(Raw data):
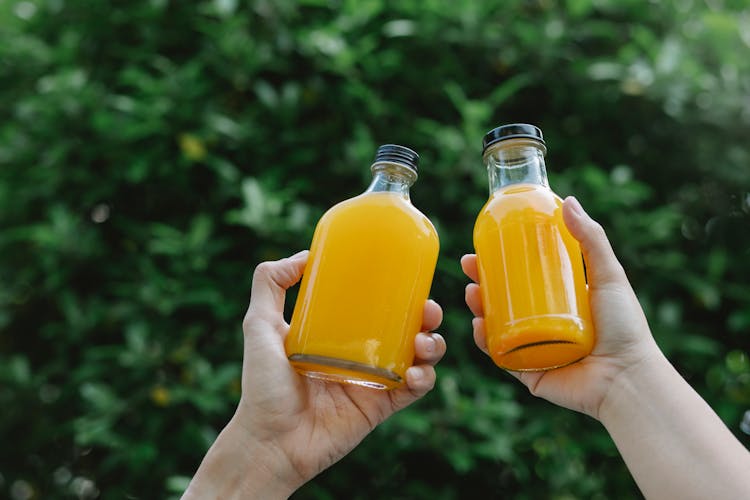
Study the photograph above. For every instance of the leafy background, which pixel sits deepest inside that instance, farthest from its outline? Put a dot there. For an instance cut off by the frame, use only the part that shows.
(153, 152)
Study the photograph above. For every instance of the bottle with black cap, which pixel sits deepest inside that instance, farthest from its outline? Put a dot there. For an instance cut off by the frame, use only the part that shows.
(532, 281)
(369, 273)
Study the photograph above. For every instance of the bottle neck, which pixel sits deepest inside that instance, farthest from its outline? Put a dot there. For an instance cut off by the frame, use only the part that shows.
(516, 162)
(392, 178)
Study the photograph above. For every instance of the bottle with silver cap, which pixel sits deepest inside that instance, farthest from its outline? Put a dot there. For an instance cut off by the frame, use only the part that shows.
(368, 275)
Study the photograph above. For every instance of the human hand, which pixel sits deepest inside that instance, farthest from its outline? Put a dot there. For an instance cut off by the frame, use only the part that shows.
(623, 338)
(287, 427)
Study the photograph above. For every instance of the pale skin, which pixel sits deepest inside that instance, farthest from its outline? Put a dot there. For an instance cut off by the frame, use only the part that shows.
(288, 428)
(674, 445)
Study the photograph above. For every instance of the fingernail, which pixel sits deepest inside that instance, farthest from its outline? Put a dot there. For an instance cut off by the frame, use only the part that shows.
(298, 254)
(575, 206)
(431, 344)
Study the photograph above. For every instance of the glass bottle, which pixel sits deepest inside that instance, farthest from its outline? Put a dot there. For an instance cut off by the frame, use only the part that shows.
(533, 287)
(369, 273)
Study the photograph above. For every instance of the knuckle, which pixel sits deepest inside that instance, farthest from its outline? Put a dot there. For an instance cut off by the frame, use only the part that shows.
(262, 269)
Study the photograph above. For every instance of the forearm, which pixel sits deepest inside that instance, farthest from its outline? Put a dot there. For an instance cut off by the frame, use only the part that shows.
(237, 467)
(673, 443)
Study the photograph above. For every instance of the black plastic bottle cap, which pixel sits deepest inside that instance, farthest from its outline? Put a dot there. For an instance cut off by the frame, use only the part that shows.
(511, 131)
(393, 153)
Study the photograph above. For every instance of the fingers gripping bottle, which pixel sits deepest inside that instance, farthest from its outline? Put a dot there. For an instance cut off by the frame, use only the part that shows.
(533, 287)
(367, 278)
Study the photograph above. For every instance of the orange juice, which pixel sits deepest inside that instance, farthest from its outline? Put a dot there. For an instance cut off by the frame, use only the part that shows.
(531, 273)
(363, 291)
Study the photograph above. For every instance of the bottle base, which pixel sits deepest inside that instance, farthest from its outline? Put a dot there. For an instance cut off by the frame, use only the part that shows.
(542, 343)
(344, 371)
(541, 356)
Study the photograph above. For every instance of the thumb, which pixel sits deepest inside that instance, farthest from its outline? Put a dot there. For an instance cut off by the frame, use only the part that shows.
(270, 282)
(603, 268)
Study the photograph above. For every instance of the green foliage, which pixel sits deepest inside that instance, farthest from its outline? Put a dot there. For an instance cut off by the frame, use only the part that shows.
(152, 152)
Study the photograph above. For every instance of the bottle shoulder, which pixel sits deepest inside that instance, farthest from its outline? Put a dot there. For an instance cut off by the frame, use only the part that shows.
(523, 196)
(378, 211)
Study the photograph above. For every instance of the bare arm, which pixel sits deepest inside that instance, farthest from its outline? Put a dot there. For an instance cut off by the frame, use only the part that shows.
(673, 443)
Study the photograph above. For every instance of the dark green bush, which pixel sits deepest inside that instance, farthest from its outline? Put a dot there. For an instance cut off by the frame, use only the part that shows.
(153, 152)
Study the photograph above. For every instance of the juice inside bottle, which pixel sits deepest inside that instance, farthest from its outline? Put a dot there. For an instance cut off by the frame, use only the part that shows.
(533, 287)
(363, 291)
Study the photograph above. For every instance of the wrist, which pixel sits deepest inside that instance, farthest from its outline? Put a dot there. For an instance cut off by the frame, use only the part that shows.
(240, 466)
(631, 385)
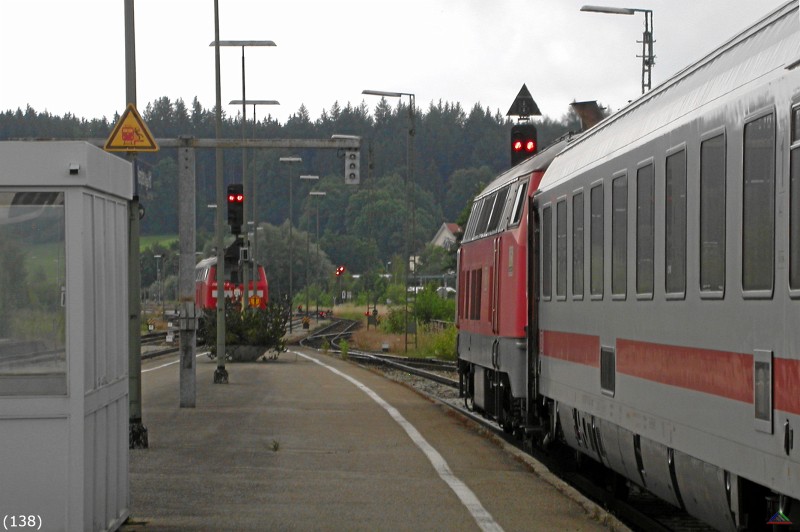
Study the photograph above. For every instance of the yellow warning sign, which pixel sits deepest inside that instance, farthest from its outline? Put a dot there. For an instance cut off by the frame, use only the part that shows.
(131, 134)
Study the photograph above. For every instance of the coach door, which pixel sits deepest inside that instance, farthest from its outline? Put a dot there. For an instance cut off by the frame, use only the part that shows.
(532, 330)
(495, 285)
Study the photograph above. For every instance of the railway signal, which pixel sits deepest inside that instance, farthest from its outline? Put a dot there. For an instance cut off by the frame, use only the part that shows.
(352, 166)
(523, 142)
(235, 207)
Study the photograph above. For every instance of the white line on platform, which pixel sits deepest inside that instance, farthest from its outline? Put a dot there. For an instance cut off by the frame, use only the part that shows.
(169, 364)
(482, 517)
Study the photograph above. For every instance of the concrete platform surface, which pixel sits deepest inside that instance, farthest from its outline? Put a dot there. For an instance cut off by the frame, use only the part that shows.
(310, 442)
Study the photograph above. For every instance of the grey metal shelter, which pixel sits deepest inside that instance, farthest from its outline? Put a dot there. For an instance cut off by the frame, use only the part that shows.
(64, 334)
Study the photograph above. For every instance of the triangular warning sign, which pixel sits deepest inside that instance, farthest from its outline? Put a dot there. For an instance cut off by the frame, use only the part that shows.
(523, 105)
(131, 134)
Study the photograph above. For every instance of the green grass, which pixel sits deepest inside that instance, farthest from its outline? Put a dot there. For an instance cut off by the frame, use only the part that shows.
(146, 241)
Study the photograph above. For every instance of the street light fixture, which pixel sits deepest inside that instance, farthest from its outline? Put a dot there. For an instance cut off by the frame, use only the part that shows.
(308, 255)
(243, 44)
(254, 223)
(409, 198)
(648, 59)
(318, 194)
(290, 160)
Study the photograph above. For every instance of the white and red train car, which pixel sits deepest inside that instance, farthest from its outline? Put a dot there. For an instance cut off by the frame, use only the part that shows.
(660, 334)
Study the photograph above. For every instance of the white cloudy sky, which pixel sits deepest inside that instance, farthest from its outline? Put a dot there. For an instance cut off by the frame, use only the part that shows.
(68, 56)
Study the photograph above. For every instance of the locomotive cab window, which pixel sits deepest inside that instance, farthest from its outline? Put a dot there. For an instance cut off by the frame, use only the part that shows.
(758, 209)
(497, 210)
(519, 204)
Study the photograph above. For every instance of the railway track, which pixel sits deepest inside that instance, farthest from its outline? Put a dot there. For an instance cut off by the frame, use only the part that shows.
(438, 380)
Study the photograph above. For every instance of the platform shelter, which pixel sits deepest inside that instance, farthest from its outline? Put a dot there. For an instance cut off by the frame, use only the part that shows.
(63, 336)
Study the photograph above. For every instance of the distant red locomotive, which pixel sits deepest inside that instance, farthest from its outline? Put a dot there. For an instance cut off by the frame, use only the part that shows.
(206, 286)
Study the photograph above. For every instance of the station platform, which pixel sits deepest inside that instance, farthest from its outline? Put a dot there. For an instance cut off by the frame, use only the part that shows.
(311, 442)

(Prompt): Copy out the last part of the rows word for word, starting with the line containing "Study the photograph above. For every instance of the platform" and closing with the final row.

(Written response):
Study the photograph above. For every instance of the platform shelter, which pixel sits deepest inside that instance, farthest from its outline? Put a dot there. For an instance cut off by the frame, use only the part that shows.
(63, 336)
Study the photograph above. For every instance of the distant red locomotive, which pixel sits deepest inside that instance, farthest from its outline? Put a dot there. For an instance cut off by the frame, use only the part that shows.
(206, 286)
Study the photograph above. For every instance of the station platform, which pixel sits deepest inside that instance, farthest from its outline? Put a dot there. For an instance cut off by the frame, use only the part that shows.
(311, 442)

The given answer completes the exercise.